Belge Alıntısı:

27 Mayıs Darbesi bir cinâyet!

QriminaL

'' Like a Shining Star ''
Katılım
16 Ocak 2007
Mesajlar
3,233
Reaction score
0
Puanları
0
Yaş
40
Konum
SponsorA GereK YoK ŞerefimiZ YeteR
Dünyanın her yerinde devletin varlık sebebi millettir.

Aslî vazifesi; milletin saâdet ve bekâsına hizmet etmek. Yâni: Efendi değil, hizmetli... Türkiye Cumhuriyeti, kaidenin çarpıcı istisnası. Hayatî vazifesi: Osmanlı'nın Batılı düşmanlarına rahat bir uyku bahşetmek, altı asırlık korkularını depreştirmemektir. Millete dayanmaz, millete rağmendir. Tehlike, milletin ta kendisi. Ayakta kalması, payandalara bağlı. Belli başlıları: Ordu, CHP, yargı, üniversite ve en geniş mânâsıyla bürokrasinin tamamı...

Tek parti devrini müstebidâne bir idâre ile geride bırakan devletin ilk tökezlemesi, varlığına bir mecburiyetle rızâ gösterdiği Demokrat Parti'nin kontrolden çıkmasıdır. Müstebit Şeflerin idâresi altında boğulan milletin Demokrat Parti'ye çöl kazazedelerinin suya koşması gibi teveccühü, efendi devletlilerce tahmin edilememiştir. 14 Mayıs 1950'de milletin CHP'nin şahsında tokatladığı devlet, ilk şaşkınlığın ardından intikâm hazırlıklarına başlar...



"Şartlar olgunlaştığında ihtilâl meşru olur!" hezeyânını savuran İnönü, şartların kemâlini beklemek yerine, bizzat teşebbüs eder. 27 Mayıs Darbesi, bir cinâyetten çok, ardı arkası kesilmeyen cinâyetler zincirinin birinci halkasıdır. Kastettiği hayat, sadece Demokratların değil, bir milletin bütün bir hayatı ve yekpâre geleceğidir.

Millet irâdesinin CHP'nin teşvik ve taktikleri ile askere boğdurulduğu alçakça bir cinâyettir, 27 Mayıs Darbesi.

Yönerge 1: Belge alıntısında geçen "Dünyanın her yerinde devletin varlık sebebi millettir." cümlesini İngilizceye çeviriniz.
Yönerge 2: Belge alıntısının "Tek parti devrini" sözleriyle başlayıp "ve yekpâre geleceğidir." sözleriyle biten bölümünü hiçbir değişiklik yapmadan yazınız.

Gösterilen Malzeme:
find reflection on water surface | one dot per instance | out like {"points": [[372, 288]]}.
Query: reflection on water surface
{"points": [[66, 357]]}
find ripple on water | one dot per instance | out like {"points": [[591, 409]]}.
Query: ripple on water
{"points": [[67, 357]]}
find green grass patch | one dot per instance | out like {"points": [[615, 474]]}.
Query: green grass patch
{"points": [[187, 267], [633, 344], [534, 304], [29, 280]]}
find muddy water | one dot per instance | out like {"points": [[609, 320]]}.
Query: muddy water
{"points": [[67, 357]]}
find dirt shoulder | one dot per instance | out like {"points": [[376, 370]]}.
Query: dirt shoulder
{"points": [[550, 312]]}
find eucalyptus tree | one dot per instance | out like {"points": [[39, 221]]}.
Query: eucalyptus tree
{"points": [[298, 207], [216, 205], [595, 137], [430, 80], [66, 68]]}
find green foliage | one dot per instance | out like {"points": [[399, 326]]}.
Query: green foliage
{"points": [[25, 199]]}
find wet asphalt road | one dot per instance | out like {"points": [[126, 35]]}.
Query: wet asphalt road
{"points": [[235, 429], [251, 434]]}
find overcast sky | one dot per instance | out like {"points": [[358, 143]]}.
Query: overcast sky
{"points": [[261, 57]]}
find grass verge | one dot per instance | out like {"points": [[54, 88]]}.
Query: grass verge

Görev Sonucu 1: Everywhere in the world, the nation is the reason for the state's existence.

Görev Sonucu 2:
Tek parti devrini müstebidâne bir idâre ile geride bırakan devletin ilk tökezlemesi, varlığına bir mecburiyetle rızâ gösterdiği Demokrat Parti'nin kontrolden çıkmasıdır. Müstebit Şeflerin idâresi altında boğulan milletin Demokrat Parti'ye çöl kazazedelerinin suya koşması gibi teveccühü, efendi devletlilerce tahmin edilememiştir. 14 Mayıs 1950'de milletin CHP'nin şahsında tokatladığı devlet, ilk şaşkınlığın ardından intikâm hazırlıklarına başlar...



"Şartlar olgunlaştığında ihtilâl meşru olur!" hezeyânını savuran İnönü, şartların kemâlini beklemek yerine, bizzat teşebbüs eder. 27 Mayıs Darbesi, bir cinâyetten çok, ardı arkası kesilmeyen cinâyetler zincirinin birinci halkasıdır. Kastettiği hayat, sadece Demokratların değil, bir milletin bütün bir hayatı ve yekpâre geleceğidir.